PROBLEM REQUIREMENTS
State how many lines in the records below contain the word "above". Reply with the number alone.

RECORDS FOR THIS TASK
_____

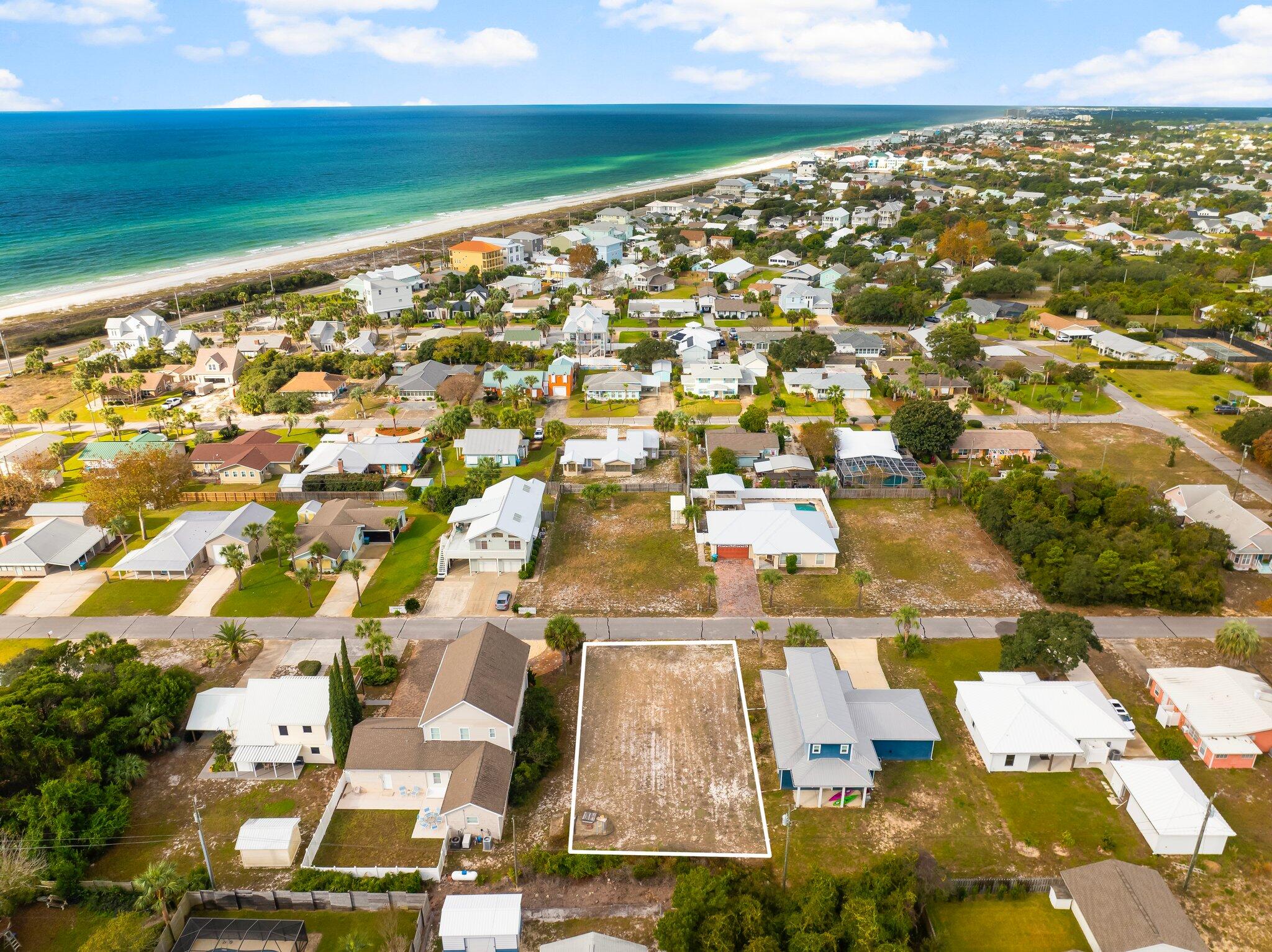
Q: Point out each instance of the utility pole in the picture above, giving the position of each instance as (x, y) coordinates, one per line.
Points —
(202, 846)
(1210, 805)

_____

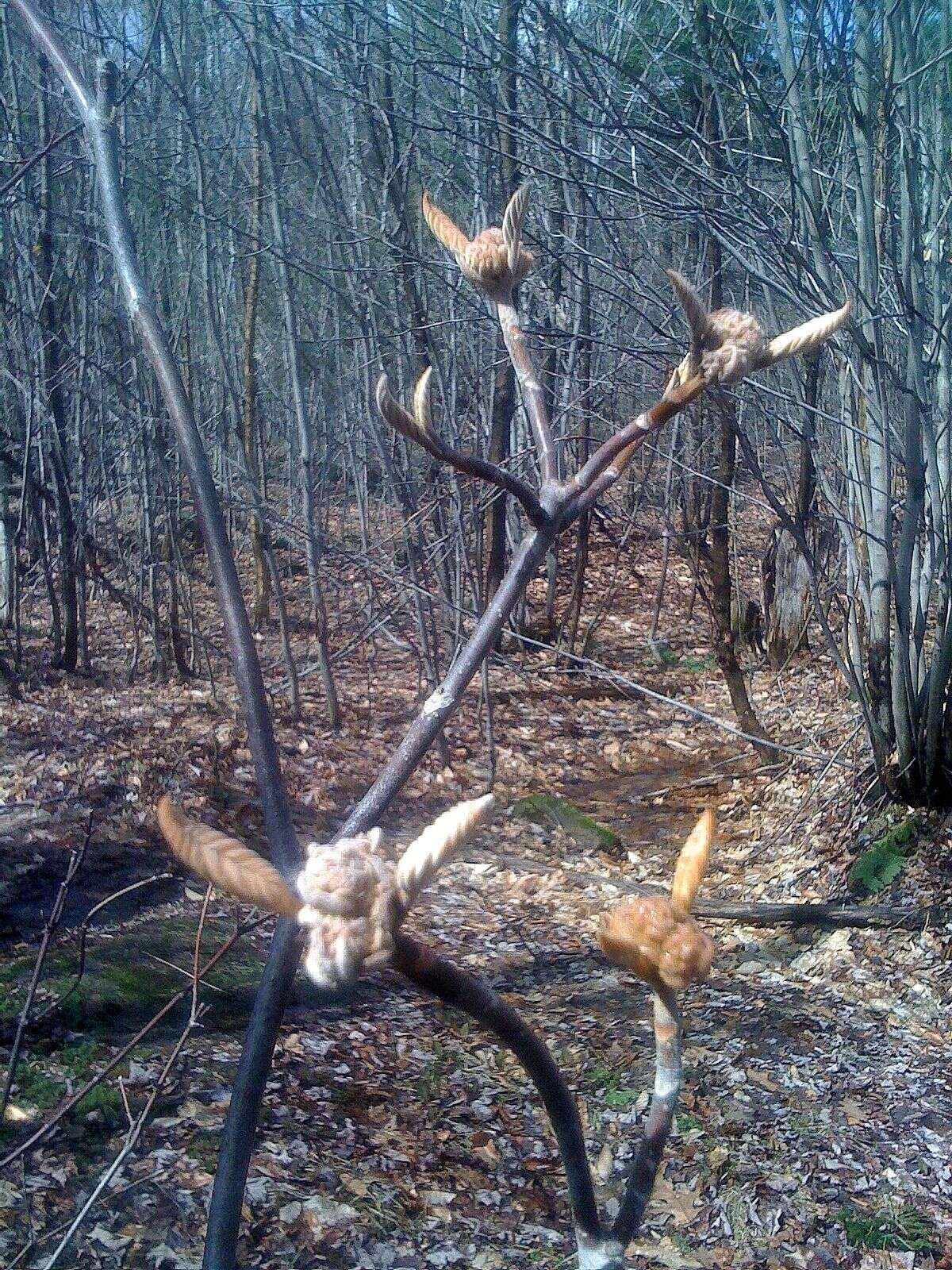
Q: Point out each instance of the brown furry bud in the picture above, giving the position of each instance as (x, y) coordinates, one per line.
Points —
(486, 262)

_____

THE SOLUTION
2